Es así pues que si insistiendo en su cronología ecuménica el
de Trento queda enclavado entre los que fueron el V Concilio de Letrán y el
Concilio Vaticano I, lo absolutamente cierto es que ninguno, pero especialmente
en cuya importancia ha de redundar lo concerniente al de Letrán en tanto que
previo, hubo de enfrentarse a condiciones tan trascendentales a todos los
efectos, como sí por supuesto habrá de hacerlo el de Trento.
Salvados al menos de momento los condicionantes ecuménicos,
si es que tal hecho resulta probable toda vez que nos referimos a
acontecimientos europeos del siglo XVI; lo cierto es que La Dieta de WORMS, o para ser justos, el fracaso de los
considerandos y previos desde los que la
misma había sido ofertada, son quienes confieren verdadera importancia a
los atinentes y considerandos que pueden servir para describir los hechos que
hoy traemos a colación.
Es la Europa del XVI un continente que, al menos en lo
estrictamente sometible a los análisis políticos, si bien esto suponga
reconocer a la larga la necesidad de ampliar el prisma toda vez que lo político
habrá de tener constatación en todo lo demás; padece como decimos una
inestabilidad que a lo largo de todo el siglo se manifestará dentro de los más
diversos y flagrantes órdenes.
Enmarcada toda acción dentro de los cánones y disposiciones
que procedan de la brillante, aunque quién sabe si por ello brutal cabeza de un
CARLOS I de España, que no lo olvidemos lo es V del Sacro Imperio Romano
Germánico; asistimos a un proceso de presunta
unicidad de pensamiento y procedimiento consecuente tan solo proclive a una
mente auspiciada a partir de la exacerbación de los más profundos valores que
en el terreno de lo religioso tendrán su constatación en el creciente
dogmatismo, para fluir de manera en apariencia lógica hacia el absolutismo, algo por otra parte nada
digno de complejo dado el momento histórico en el que nos encontramos, y que
sirve sino para dotar de plena vigencia a las consideraciones expresadas.

> Tarea breve:
Del texto sobre el Concilio de Trento, transcribe palabra por palabra el pasaje que va de "Es así pues" a "el de Trento.".

> Muestra de datos:
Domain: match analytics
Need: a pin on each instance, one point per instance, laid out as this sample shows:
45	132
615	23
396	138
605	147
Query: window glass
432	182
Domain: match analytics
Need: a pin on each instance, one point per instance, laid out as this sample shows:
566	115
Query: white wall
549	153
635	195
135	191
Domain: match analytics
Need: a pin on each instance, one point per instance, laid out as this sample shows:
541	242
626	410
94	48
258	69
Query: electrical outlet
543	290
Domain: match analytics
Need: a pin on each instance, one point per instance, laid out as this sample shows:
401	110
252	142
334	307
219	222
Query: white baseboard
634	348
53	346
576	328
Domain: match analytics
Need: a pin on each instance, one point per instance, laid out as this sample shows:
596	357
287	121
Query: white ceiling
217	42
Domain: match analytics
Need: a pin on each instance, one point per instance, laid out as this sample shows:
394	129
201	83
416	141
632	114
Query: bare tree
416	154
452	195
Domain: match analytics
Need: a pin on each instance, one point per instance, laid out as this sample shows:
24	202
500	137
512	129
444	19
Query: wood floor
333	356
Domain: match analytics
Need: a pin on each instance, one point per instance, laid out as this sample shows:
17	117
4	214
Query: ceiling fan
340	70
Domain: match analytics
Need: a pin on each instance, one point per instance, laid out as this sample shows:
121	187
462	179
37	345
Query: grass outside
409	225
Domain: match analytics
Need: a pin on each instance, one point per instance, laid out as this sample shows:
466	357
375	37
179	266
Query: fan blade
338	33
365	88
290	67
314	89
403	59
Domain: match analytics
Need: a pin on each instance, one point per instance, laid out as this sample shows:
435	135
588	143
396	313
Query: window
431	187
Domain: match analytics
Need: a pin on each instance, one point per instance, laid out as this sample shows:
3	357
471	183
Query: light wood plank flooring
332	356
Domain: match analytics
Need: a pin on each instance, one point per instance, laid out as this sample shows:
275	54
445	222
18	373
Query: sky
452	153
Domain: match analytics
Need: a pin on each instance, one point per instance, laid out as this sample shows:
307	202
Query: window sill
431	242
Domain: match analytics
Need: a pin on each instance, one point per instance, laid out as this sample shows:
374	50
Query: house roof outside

> Respuesta del ejercicio:
Es así pues que si insistiendo en su cronología ecuménica el
de Trento queda enclavado entre los que fueron el V Concilio de Letrán y el
Concilio Vaticano I, lo absolutamente cierto es que ninguno, pero especialmente
en cuya importancia ha de redundar lo concerniente al de Letrán en tanto que
previo, hubo de enfrentarse a condiciones tan trascendentales a todos los
efectos, como sí por supuesto habrá de hacerlo el de Trento.